#### Data provided ####

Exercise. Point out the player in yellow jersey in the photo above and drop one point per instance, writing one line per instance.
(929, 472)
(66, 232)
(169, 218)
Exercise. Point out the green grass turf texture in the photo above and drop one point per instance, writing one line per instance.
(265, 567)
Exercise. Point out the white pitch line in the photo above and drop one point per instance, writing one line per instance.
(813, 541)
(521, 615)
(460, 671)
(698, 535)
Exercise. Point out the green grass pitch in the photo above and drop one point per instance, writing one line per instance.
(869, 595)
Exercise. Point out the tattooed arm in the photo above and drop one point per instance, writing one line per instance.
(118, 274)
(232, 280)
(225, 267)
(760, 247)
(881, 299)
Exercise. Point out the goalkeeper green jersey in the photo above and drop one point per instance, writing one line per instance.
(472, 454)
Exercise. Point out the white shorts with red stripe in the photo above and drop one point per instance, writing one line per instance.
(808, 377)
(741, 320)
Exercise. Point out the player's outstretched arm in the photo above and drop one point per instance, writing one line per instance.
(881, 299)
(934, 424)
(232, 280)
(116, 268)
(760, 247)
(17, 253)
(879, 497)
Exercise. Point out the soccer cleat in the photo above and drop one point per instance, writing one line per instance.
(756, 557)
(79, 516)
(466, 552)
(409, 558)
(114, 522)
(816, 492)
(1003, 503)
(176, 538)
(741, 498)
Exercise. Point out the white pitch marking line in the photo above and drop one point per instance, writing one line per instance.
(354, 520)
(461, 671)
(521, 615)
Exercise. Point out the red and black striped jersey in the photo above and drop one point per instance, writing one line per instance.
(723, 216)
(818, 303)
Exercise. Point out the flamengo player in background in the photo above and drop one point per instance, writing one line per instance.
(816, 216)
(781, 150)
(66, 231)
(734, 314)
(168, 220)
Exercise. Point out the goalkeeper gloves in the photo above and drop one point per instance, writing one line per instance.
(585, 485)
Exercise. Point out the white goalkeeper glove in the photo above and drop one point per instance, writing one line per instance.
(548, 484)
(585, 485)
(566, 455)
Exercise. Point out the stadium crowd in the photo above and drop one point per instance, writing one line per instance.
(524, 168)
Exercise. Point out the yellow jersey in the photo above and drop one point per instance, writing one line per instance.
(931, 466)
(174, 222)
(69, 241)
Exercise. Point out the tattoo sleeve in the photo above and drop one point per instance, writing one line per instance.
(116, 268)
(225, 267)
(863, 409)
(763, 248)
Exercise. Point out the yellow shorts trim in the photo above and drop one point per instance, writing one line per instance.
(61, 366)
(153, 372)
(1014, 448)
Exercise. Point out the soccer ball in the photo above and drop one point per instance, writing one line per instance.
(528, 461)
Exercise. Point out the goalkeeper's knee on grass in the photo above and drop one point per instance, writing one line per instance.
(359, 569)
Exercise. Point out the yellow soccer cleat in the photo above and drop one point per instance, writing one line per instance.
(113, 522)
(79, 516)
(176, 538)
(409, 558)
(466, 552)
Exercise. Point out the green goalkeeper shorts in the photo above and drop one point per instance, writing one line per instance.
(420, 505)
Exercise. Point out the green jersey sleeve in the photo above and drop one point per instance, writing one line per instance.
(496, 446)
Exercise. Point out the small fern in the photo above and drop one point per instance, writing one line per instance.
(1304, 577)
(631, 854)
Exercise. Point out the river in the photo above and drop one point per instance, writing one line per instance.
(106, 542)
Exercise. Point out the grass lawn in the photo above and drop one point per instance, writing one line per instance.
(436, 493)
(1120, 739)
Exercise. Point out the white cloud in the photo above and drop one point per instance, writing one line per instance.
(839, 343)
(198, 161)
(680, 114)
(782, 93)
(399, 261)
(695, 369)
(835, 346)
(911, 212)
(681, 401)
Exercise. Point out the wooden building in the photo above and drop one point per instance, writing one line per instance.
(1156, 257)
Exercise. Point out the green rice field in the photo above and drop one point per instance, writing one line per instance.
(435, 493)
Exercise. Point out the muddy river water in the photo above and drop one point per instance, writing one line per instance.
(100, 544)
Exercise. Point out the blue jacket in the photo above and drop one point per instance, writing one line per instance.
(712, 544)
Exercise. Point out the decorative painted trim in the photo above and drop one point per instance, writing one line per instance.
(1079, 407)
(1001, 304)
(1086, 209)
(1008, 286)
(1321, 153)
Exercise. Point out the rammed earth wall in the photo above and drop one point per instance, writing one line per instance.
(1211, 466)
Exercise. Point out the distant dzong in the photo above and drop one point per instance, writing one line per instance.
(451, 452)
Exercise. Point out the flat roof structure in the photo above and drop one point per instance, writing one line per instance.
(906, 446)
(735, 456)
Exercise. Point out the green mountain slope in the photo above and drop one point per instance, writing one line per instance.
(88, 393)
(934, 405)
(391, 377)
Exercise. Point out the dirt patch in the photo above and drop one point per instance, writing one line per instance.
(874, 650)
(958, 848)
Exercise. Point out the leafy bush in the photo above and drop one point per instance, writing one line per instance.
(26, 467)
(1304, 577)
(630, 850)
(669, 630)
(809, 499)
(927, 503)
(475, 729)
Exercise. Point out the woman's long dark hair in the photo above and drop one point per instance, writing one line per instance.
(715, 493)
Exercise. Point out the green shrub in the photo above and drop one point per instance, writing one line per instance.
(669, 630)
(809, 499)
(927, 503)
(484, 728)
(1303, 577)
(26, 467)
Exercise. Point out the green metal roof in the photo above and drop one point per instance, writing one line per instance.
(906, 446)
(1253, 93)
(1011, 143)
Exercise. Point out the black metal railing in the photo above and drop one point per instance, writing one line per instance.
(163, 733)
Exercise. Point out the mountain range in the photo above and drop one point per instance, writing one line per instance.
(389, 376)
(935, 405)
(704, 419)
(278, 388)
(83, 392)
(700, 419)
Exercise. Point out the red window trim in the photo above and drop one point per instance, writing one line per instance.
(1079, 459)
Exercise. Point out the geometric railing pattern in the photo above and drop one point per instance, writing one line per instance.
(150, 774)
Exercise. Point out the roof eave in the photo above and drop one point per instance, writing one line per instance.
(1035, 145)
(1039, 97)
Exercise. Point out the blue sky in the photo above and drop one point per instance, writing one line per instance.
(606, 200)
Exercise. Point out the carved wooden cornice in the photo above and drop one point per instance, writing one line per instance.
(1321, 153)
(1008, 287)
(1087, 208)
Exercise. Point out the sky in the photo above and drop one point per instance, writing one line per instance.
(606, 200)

####

▶ _Task description_: Repeat every line of the material exactly as given.

▶ _In response_:
Exercise. Point out the player in yellow jersey in the photo above and drop one point per instance, writing one line per instance.
(929, 472)
(66, 232)
(169, 218)
Exercise. Point out the green grass turf texture in the photo above and drop one point per instance, writing one line per instance.
(265, 567)
Exercise. Point out the white pitch line in the photo above and drop one point per instance, writing one line per instance.
(813, 541)
(521, 615)
(460, 671)
(698, 535)
Exercise. Point out the green grass pitch in the photo above and drop one point per instance, writing one line per instance.
(869, 595)
Exercise. Point out the tattooed arm in the photo above and drop one point per instance, writing one line per instance.
(118, 274)
(232, 280)
(225, 267)
(760, 247)
(881, 299)
Exercise. Point out the goalkeeper green jersey in the photo above and drop one point per instance, writing one line per instance.
(472, 454)
Exercise. Point out the white shorts with red stripe in the photo above and drop one point per instance, writing one line per instance.
(808, 377)
(741, 320)
Exercise. Point out the player's outstretched arm in the photo above and drop one point per instance, writing one line per instance.
(881, 299)
(934, 424)
(232, 280)
(116, 268)
(760, 247)
(17, 253)
(879, 497)
Exercise. Point out the soccer cleat in the photo above and drop one point per instance, writing one line per instance.
(756, 557)
(79, 516)
(466, 552)
(409, 558)
(114, 522)
(816, 492)
(1003, 503)
(176, 538)
(741, 498)
Exercise. Point out the white pitch marking line in the photo above and drop one point per instance, writing one line per instance.
(354, 520)
(461, 671)
(521, 615)
Exercise. Point out the red and black striped jersey in the photo above and drop one point per instance, writing one line per instance.
(723, 216)
(818, 303)
Exercise. Point out the flamengo player in background in the photo above and drop one point per instance, writing one line per instance.
(816, 216)
(781, 150)
(66, 231)
(734, 314)
(168, 220)
Exercise. Point out the goalkeeper gloves in the photo above and drop one point per instance, writing one line per instance.
(585, 485)
Exercise. Point out the white goalkeeper glove in the photo above and drop one point per instance, writing one line per instance.
(548, 484)
(585, 485)
(566, 455)
Exercise. Point out the stadium crowd in the photo above and drop one point per instance, writing one line per instance.
(524, 168)
Exercise. Point out the yellow jersey in the photo above and drop one point per instance, writing one line per instance.
(931, 466)
(174, 222)
(69, 241)
Exercise. Point out the tattoo sleeve in the photo above and drop one point per instance, writing one line per instance.
(116, 268)
(225, 267)
(863, 409)
(763, 248)
Exercise. Point out the yellow shorts trim in the photo above and drop one point per instance, writing one line per instance.
(61, 366)
(153, 372)
(1014, 448)
Exercise. Point out the soccer ball in the photo above and drop one point per instance, writing one line per instance.
(528, 461)
Exercise. Point out the goalkeeper's knee on grass in the photo above and drop one point per instance, writing one line per instance.
(359, 569)
Exercise. Point out the yellow soccer cleat in the photo above and drop one point per instance, writing one line per instance.
(113, 522)
(79, 516)
(176, 538)
(409, 558)
(466, 552)
Exercise. Point out the green goalkeeper shorts in the photo above and drop one point per instance, writing one line per instance.
(420, 505)
Exercise. Point out the green jersey sleeve in the photo above and drop one point per instance, writing one line per instance.
(496, 446)
Exercise. Point out the small fern in the photo above and drop one point per instance, writing one line per instance.
(1304, 577)
(631, 854)
Exercise. Point out the river in the photo above and drop one point per instance, writing one line per instance.
(106, 542)
Exercise. Point out the grass lawn in the photo above and drop one point per instance, writing one line per instance.
(436, 493)
(1120, 739)
Exercise. Point out the white cloud in the photo above and drop one point per instance, writing one line per instance.
(839, 343)
(198, 161)
(680, 114)
(782, 93)
(399, 261)
(695, 369)
(835, 346)
(911, 212)
(681, 401)
Exercise. Point out the wooden building in the photo above and drop one point per instance, writing one line per instance.
(1156, 257)
Exercise. Point out the green rice field in the photo above and drop one point per instance, writing one line per instance.
(435, 493)
Exercise. Point out the muddy river water in the photo above and drop one point per instance, writing one line per instance.
(100, 544)
Exercise. Point out the blue jacket in the photo above and drop one point per instance, writing one line per instance.
(712, 544)
Exercise. Point out the decorative painted trim in the photo above and drop one point per instance, writing one line per instance.
(1079, 407)
(1001, 304)
(1086, 209)
(1008, 286)
(1321, 153)
Exercise. Point out the rammed earth wall in the photo above and drop one point per instance, writing one line per instance.
(1211, 466)
Exercise. Point out the distant dzong in the photo above and drop one point per instance, writing one line per instance.
(451, 452)
Exercise. Point out the flat roof structure in the photo above and drop one point per instance, writing one line per instance.
(906, 446)
(735, 456)
Exercise. Point out the green mountain slope in the photo above and drop one point per instance, writing one line per instance.
(88, 393)
(934, 405)
(391, 377)
Exercise. Point out the dirt patch in the photo above and drop one point per instance, writing one line per instance.
(874, 650)
(958, 848)
Exercise. Point out the leafy bush in the photo above and drop one point per instance, writing one line per instance.
(26, 467)
(1304, 577)
(630, 850)
(669, 630)
(809, 499)
(927, 503)
(475, 729)
Exercise. Point out the woman's long dark hair in the photo above and drop one point per instance, writing one line per instance.
(715, 493)
Exercise. Point out the green shrub in the photo above and drop one point per instance, writing one line per instance.
(669, 630)
(809, 499)
(927, 503)
(484, 728)
(1303, 577)
(26, 467)
Exercise. Point out the green metal roof in the photo above and drop one point per instance, writing one line per instance.
(906, 446)
(1253, 93)
(1011, 143)
Exercise. Point out the black metal railing in the photo above and drop one point per instance, writing one line per instance.
(163, 733)
Exercise. Point out the mountain range in the photo above and drop one point per instance, writing one line per instance.
(389, 376)
(935, 405)
(704, 419)
(278, 388)
(83, 392)
(700, 419)
Exercise. Point out the red window trim in the photo above and drop one point per instance, writing one line per instance.
(1079, 459)
Exercise. Point out the geometric railing pattern in the photo above and drop one point per instance, writing one line per instance.
(150, 774)
Exercise. Point out the roof eave in the photo above and drop one point per instance, writing one line per instance.
(1035, 145)
(1039, 97)
Exercise. Point out the blue sky in the photo above and drop one point per instance, writing one line per instance.
(606, 200)
Exercise. Point out the carved wooden cornice in the photo above and drop one point per instance, writing one line per instance.
(1321, 153)
(1008, 287)
(1087, 208)
Exercise. Point out the sky in the photo above and drop one point per instance, writing one line per instance.
(606, 200)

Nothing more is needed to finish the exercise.